» **TASK REQUIREMENTS**
Rewrite only the lines of the material between the one holding "out the wet" and the one holding "[(293, 85), (274, 84)]", inclusive. Swap "fish tail" for "tail fin" and leave everything else unchanged.

[begin SOURCE RECORDS]

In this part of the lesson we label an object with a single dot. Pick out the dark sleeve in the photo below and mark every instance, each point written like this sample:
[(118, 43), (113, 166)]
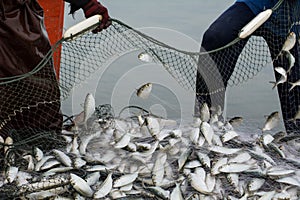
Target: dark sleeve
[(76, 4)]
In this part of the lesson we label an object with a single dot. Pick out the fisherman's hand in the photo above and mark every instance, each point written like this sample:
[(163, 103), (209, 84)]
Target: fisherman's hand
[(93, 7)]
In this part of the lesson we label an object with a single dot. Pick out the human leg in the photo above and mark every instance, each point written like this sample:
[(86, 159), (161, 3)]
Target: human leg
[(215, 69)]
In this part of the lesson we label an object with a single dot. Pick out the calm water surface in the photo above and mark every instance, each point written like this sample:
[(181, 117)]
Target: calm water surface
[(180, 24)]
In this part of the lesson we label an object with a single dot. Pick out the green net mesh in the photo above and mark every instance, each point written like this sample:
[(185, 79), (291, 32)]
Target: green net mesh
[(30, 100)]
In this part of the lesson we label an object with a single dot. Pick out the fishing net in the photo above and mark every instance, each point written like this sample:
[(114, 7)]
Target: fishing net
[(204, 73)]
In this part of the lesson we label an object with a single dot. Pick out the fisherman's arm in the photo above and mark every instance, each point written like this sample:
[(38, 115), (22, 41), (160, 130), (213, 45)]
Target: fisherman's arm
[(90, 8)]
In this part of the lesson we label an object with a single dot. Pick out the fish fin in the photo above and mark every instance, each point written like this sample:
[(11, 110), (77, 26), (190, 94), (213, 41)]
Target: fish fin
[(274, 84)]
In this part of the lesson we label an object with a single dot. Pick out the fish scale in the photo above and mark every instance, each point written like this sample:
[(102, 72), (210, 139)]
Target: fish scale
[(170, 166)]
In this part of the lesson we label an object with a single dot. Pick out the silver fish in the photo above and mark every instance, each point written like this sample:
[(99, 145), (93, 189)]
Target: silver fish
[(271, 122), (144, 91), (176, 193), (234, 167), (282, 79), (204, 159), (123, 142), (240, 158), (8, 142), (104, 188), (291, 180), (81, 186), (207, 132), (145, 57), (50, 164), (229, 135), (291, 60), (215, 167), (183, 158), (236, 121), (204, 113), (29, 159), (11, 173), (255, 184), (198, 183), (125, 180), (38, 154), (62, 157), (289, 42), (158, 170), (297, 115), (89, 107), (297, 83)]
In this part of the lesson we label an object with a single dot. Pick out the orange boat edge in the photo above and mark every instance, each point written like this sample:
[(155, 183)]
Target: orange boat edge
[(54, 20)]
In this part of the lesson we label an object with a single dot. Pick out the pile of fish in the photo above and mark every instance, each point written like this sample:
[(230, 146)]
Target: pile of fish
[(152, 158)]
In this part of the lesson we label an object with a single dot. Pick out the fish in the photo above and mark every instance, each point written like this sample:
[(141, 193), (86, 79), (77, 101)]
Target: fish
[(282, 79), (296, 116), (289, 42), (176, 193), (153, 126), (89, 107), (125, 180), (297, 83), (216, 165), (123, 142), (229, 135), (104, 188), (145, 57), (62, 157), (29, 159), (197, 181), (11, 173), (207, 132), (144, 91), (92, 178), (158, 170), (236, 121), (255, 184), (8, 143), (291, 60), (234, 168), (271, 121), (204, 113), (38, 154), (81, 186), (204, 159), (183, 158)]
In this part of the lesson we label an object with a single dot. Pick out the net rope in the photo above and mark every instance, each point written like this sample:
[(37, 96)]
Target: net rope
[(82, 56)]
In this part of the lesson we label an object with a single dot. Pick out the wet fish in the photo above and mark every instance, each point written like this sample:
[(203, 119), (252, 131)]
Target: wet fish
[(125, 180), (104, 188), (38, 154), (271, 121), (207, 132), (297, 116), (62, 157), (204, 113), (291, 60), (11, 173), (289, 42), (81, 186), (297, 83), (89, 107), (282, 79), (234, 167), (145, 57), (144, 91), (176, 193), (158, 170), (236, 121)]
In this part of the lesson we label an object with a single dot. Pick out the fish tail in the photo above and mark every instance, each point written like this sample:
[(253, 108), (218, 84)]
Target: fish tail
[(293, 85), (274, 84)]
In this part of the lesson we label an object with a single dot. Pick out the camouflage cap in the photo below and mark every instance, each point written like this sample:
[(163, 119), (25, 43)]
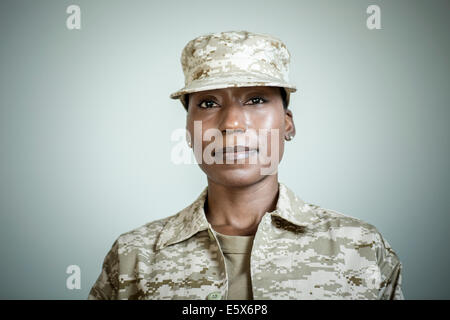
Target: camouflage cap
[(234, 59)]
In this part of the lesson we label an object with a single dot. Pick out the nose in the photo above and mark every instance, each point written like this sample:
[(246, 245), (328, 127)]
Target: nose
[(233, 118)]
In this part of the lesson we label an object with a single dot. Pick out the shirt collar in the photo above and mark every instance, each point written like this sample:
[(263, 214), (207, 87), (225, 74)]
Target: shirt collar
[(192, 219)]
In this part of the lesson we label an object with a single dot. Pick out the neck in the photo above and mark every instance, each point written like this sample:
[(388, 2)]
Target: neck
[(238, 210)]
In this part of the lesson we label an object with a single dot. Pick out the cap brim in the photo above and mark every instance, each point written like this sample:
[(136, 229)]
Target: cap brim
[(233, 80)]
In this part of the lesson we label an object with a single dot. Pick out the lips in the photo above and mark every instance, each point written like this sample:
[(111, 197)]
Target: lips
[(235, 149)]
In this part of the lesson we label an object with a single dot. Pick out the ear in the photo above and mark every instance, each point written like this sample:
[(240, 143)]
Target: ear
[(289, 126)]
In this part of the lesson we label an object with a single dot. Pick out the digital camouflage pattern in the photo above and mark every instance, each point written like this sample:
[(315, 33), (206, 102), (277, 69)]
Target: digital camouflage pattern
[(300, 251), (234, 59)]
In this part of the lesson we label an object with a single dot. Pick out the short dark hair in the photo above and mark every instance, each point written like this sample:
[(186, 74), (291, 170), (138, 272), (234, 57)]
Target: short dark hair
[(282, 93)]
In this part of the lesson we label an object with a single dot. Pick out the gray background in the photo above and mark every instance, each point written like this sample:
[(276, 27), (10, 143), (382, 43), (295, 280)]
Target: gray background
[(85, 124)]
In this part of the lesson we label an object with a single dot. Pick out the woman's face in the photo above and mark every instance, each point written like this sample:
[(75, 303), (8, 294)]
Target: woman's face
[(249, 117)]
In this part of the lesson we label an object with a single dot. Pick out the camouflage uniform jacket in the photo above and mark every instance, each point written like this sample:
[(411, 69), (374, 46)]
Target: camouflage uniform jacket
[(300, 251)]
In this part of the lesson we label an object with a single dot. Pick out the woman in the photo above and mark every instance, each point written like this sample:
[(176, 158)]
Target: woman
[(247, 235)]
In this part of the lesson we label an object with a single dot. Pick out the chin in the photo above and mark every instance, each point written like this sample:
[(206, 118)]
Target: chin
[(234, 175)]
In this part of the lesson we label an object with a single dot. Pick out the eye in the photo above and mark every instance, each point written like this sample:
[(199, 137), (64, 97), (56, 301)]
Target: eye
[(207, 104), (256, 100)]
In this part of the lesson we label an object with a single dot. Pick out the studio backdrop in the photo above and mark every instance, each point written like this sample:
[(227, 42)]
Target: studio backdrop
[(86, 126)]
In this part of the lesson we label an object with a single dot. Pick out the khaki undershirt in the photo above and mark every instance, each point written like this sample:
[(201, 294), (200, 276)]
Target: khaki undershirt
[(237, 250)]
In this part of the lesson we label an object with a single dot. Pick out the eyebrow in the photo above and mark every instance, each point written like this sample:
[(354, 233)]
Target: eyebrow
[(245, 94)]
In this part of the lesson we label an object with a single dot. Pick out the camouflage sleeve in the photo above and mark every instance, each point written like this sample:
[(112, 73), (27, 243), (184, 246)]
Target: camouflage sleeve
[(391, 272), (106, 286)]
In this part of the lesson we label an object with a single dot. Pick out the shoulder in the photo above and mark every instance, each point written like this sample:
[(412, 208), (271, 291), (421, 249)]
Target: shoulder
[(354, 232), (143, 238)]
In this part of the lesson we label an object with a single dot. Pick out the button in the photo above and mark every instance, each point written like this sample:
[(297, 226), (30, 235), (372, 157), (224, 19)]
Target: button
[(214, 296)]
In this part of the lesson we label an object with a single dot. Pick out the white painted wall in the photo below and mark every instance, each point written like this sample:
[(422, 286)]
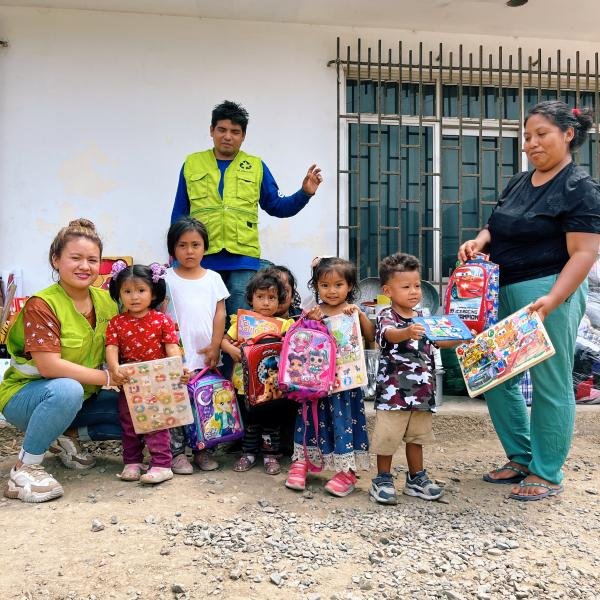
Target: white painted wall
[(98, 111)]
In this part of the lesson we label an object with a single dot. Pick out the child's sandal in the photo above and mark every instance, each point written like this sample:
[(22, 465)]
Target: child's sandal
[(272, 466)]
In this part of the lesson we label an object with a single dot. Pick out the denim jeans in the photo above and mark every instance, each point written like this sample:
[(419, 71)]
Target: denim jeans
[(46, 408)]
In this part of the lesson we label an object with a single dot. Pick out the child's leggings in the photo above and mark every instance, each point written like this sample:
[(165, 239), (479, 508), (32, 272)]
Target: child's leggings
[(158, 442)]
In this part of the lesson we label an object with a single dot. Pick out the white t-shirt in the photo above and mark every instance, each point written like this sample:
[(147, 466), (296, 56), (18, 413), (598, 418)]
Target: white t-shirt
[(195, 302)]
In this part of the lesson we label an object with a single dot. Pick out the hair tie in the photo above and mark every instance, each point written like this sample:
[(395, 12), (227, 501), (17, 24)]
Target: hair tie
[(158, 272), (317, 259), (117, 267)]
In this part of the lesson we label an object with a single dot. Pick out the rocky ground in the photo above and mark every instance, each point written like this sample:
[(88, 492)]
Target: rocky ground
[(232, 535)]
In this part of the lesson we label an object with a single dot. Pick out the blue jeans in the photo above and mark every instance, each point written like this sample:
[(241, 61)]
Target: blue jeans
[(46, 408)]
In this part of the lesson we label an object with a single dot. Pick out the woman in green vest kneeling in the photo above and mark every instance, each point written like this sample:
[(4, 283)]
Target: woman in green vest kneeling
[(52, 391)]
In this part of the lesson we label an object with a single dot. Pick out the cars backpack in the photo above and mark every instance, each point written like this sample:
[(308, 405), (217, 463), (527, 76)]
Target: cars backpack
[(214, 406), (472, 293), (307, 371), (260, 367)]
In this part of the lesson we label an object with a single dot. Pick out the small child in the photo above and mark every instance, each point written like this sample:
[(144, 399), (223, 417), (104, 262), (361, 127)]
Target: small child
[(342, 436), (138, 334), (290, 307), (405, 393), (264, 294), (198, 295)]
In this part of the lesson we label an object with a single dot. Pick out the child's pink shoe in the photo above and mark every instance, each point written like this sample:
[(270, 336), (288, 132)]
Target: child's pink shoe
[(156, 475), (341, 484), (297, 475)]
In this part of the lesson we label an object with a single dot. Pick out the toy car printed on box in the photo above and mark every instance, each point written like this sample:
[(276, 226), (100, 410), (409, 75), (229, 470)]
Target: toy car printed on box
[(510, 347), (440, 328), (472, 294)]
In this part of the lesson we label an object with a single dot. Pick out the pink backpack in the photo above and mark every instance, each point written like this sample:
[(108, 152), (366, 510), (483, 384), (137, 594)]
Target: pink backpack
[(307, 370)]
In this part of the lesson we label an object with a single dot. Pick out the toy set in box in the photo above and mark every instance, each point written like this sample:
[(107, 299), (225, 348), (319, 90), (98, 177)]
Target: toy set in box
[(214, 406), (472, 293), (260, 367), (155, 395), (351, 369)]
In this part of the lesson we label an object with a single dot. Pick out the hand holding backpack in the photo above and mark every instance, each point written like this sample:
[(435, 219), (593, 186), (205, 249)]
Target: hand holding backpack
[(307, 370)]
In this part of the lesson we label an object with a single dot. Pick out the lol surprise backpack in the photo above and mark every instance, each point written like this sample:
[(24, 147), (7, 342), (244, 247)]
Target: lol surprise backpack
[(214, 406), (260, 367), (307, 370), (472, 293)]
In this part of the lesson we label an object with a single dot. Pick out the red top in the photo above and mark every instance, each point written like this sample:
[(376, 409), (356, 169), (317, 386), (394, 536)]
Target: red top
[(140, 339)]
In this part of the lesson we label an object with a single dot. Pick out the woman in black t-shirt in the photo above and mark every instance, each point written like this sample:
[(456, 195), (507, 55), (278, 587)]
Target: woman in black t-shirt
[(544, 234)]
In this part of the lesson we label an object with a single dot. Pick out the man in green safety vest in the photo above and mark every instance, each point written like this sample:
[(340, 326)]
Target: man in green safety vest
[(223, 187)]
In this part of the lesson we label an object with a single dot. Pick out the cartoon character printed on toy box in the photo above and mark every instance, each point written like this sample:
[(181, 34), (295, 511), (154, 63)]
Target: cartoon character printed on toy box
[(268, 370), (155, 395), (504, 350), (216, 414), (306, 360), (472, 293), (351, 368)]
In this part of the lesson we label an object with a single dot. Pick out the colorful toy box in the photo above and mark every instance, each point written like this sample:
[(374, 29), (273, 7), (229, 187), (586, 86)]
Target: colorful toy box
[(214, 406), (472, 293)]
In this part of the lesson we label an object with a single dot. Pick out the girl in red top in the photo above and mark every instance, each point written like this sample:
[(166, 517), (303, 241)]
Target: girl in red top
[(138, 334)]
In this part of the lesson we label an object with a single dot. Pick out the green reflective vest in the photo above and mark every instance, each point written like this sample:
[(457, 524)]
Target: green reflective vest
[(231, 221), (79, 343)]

[end SOURCE RECORDS]

» **EXERCISE RESULT**
In this part of the lesson we label an object with a single dot. Pick out the wet fish in the photo above and mark every instance, each point written like this sample:
[(203, 119), (252, 131)]
Target: wet fish
[(125, 180), (104, 188), (38, 154), (271, 121), (207, 132), (297, 116), (62, 157), (204, 113), (291, 60), (11, 173), (289, 42), (81, 186), (297, 83), (89, 107), (282, 79), (234, 167), (145, 57), (144, 91), (176, 193), (158, 170), (236, 121)]
In this part of the lesson we label an object with a single dot. Pick out the tail fin in the photo above and mark every instance, each point written like this sample:
[(253, 108), (218, 84)]
Target: tail fin
[(293, 85), (274, 84)]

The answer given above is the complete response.